§ **WHAT IS BEING ASKED**:
Please restate verbatim the lines that open the listing below, ending with the line in which "Now draw the outline of every instance of the wooden" occurs.

§ **DATA LISTING**:
⁂

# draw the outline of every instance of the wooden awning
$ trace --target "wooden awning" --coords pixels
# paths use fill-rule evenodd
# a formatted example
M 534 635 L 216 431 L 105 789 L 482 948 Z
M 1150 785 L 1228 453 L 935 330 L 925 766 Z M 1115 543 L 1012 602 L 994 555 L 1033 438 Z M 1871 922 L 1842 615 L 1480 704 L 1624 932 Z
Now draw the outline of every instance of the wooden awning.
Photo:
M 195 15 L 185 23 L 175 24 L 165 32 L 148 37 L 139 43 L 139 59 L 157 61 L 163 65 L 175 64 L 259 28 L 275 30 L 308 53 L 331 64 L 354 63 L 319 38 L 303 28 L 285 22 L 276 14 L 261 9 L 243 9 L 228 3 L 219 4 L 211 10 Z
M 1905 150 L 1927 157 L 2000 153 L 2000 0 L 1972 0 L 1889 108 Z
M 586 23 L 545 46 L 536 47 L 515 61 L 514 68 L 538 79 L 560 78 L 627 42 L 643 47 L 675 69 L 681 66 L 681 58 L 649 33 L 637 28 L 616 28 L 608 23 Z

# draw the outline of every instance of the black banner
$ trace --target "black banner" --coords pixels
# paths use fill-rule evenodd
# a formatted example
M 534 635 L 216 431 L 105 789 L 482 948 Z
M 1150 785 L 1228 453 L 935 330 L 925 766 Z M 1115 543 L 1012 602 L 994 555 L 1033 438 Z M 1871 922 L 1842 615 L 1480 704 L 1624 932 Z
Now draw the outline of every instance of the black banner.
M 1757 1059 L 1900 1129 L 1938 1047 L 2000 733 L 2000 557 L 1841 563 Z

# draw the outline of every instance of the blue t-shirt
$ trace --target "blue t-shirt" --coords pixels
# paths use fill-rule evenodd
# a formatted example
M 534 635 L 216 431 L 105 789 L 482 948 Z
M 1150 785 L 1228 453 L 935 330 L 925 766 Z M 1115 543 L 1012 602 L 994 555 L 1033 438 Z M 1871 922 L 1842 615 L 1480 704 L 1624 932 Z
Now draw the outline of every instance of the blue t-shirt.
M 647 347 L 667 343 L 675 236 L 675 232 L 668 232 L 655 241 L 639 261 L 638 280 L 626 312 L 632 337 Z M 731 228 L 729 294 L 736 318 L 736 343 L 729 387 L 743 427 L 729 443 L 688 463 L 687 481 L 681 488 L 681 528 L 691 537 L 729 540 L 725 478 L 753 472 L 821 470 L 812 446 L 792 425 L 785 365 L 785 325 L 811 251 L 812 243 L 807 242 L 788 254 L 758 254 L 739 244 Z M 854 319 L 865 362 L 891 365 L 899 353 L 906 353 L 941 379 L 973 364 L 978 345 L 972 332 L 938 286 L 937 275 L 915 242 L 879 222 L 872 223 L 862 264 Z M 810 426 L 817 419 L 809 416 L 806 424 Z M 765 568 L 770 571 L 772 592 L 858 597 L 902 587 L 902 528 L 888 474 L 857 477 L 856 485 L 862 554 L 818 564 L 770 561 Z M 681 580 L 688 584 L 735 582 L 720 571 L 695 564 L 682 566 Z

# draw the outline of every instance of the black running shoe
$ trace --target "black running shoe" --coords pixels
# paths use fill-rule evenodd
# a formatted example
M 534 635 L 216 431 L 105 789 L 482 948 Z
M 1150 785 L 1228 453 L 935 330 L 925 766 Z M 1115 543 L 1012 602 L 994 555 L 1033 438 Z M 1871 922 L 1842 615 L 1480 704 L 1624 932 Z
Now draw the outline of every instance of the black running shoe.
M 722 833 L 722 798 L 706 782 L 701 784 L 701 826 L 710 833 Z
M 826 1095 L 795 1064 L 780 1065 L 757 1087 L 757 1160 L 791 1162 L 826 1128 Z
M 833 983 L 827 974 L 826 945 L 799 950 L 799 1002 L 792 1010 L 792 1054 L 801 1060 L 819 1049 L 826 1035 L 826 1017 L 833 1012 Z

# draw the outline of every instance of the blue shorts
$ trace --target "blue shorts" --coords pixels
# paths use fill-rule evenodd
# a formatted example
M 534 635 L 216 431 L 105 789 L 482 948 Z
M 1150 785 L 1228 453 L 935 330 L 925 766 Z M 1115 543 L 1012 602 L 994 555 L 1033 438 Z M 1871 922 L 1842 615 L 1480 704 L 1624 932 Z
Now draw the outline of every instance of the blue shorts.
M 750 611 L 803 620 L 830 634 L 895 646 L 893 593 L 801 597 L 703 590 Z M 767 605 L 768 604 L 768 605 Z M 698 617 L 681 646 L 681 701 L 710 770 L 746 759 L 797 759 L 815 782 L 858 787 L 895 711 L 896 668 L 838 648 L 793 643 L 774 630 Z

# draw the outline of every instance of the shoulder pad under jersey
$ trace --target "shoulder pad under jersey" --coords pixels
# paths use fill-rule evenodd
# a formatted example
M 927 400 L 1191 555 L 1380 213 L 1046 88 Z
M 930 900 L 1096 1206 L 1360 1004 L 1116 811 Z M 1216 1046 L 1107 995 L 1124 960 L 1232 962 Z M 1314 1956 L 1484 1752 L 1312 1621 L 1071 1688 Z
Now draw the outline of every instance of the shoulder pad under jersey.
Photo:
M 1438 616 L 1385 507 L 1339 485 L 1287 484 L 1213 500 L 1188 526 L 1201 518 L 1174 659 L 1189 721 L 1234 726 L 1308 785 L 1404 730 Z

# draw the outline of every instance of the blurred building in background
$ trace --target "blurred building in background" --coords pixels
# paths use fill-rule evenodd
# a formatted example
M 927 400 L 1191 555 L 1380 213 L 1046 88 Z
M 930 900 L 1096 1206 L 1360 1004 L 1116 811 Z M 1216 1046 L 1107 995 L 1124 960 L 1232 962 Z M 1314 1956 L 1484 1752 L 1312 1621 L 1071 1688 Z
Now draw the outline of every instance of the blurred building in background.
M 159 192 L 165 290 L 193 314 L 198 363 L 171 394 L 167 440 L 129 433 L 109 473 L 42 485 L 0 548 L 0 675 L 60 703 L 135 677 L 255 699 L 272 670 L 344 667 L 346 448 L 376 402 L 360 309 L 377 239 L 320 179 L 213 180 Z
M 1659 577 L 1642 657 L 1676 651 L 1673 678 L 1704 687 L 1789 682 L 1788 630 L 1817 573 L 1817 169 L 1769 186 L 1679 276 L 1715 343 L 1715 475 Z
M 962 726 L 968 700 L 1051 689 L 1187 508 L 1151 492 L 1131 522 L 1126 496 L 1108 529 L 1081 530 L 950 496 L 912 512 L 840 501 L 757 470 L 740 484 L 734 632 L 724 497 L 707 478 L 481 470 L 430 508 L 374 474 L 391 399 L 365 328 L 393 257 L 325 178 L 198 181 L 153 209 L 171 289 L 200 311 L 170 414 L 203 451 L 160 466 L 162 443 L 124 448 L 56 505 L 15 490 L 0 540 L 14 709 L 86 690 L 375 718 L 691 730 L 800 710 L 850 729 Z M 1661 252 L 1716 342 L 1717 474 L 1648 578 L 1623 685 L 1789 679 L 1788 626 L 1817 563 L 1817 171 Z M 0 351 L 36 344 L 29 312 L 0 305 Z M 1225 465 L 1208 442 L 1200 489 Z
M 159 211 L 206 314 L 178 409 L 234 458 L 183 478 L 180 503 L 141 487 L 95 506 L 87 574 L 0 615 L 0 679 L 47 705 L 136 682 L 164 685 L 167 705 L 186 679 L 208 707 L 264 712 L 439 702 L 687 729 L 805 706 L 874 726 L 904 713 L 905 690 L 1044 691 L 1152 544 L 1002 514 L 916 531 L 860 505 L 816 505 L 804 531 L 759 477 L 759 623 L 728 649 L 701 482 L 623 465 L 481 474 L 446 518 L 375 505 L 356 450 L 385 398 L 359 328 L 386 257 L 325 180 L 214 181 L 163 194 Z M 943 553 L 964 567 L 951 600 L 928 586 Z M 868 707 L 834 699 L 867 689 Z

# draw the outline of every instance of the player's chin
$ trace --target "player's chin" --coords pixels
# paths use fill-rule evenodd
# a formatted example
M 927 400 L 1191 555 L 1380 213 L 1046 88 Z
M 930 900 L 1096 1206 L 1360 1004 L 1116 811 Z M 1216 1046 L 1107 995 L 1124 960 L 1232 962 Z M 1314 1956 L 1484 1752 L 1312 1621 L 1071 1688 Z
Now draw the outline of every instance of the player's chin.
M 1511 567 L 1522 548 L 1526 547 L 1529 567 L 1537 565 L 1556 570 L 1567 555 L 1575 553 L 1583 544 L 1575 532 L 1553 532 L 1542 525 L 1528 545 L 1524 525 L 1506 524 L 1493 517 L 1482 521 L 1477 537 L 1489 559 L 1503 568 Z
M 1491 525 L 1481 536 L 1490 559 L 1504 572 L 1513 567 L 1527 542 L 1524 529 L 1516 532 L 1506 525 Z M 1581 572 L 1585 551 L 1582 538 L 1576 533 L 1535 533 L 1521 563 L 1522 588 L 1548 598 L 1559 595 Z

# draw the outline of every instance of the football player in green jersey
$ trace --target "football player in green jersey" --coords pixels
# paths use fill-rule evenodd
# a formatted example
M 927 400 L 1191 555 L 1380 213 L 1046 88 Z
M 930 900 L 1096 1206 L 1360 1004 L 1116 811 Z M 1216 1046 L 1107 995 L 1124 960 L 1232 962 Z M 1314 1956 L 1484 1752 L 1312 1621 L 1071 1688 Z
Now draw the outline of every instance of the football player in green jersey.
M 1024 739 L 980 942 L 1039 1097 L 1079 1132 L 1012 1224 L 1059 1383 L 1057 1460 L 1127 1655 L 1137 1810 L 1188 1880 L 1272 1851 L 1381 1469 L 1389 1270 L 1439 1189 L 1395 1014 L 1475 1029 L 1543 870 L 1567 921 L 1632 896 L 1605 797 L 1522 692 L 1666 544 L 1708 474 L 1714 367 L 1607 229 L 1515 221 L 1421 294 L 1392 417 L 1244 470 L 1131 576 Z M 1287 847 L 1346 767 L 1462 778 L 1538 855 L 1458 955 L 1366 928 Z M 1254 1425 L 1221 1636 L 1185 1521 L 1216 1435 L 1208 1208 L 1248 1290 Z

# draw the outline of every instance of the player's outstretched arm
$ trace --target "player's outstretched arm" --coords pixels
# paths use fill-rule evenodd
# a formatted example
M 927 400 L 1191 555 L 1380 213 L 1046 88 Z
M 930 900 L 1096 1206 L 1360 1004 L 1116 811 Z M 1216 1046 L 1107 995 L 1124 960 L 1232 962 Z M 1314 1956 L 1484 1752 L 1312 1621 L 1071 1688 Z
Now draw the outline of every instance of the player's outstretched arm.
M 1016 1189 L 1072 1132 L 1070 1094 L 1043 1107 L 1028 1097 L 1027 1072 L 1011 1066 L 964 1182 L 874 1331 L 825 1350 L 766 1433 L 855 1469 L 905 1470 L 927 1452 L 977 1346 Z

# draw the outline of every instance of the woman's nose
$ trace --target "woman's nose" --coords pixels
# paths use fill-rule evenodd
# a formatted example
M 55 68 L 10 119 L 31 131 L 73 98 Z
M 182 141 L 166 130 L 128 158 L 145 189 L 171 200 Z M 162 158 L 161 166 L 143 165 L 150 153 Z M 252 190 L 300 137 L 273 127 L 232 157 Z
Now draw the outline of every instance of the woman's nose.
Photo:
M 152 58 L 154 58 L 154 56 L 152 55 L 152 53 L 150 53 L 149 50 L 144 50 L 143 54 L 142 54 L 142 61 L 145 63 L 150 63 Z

⁂

§ **THE COMPLETED TASK**:
# draw the outline of every instance of the wooden awning
$ trace --target "wooden awning" --coords pixels
# paths use fill-rule evenodd
# a formatted example
M 534 635 L 216 431 L 105 789 L 482 948 Z
M 1150 785 L 1228 453 L 935 330 L 925 766 Z M 1115 543 L 1012 602 L 994 555 L 1033 438 Z M 1871 922 L 1842 615 L 1480 704 L 1624 932 Z
Now draw the outline of every instance of the wooden awning.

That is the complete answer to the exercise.